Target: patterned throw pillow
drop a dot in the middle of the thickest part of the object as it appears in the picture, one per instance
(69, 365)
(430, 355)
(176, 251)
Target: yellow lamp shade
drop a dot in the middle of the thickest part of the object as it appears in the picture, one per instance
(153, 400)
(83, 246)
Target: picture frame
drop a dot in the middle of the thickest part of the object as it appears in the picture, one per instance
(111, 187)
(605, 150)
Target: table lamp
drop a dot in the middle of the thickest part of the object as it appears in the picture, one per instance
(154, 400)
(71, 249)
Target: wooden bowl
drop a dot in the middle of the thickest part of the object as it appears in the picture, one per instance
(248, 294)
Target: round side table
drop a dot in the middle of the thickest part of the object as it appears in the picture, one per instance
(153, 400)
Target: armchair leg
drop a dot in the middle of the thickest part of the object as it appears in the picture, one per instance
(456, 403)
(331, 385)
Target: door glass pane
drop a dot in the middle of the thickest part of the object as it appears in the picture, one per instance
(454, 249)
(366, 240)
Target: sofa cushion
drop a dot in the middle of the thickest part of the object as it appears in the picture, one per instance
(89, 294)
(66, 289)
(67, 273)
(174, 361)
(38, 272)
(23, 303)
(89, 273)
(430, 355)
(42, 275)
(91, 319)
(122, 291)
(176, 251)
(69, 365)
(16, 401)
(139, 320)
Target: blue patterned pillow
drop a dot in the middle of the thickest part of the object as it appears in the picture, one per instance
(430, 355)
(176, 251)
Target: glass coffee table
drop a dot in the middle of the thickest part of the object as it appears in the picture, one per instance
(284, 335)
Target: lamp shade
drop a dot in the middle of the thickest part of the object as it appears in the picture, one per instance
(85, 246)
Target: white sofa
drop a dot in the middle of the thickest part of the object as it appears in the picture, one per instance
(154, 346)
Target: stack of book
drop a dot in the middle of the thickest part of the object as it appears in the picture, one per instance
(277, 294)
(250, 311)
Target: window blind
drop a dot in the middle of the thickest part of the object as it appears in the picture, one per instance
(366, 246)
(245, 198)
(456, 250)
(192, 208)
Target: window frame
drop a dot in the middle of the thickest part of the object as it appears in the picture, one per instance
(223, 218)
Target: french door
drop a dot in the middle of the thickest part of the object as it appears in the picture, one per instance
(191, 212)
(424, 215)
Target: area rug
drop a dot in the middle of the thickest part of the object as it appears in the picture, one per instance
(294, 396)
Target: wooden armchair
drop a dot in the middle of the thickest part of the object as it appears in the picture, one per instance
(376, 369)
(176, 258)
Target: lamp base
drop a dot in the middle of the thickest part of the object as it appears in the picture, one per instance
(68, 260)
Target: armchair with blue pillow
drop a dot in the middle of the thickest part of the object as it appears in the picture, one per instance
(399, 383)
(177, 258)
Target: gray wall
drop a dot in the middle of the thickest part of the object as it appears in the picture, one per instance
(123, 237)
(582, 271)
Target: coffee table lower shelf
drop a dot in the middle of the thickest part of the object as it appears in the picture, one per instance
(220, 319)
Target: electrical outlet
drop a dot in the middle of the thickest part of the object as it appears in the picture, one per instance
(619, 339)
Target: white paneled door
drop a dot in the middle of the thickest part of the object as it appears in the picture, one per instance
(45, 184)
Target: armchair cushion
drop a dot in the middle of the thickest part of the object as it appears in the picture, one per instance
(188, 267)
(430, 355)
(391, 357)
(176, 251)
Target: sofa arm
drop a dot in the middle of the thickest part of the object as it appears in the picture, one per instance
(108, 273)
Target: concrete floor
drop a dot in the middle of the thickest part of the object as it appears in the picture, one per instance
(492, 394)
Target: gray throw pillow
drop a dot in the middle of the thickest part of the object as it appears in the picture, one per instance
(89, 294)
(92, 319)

TASK TO CARRY OUT:
Please reproduce exactly the lines above, beginning with the first and ending with the line that contains "Target: picture frame", and include nothing outside that range.

YOUR RESPONSE:
Target: patterned throw pillow
drop a dot in the middle of the thickest part of the object as it appears in the picture, one per instance
(69, 365)
(430, 355)
(176, 251)
Target: yellow lamp shade
drop a dot in the middle of the thickest part of the object as it appears in the picture, one per instance
(153, 400)
(83, 246)
Target: picture frame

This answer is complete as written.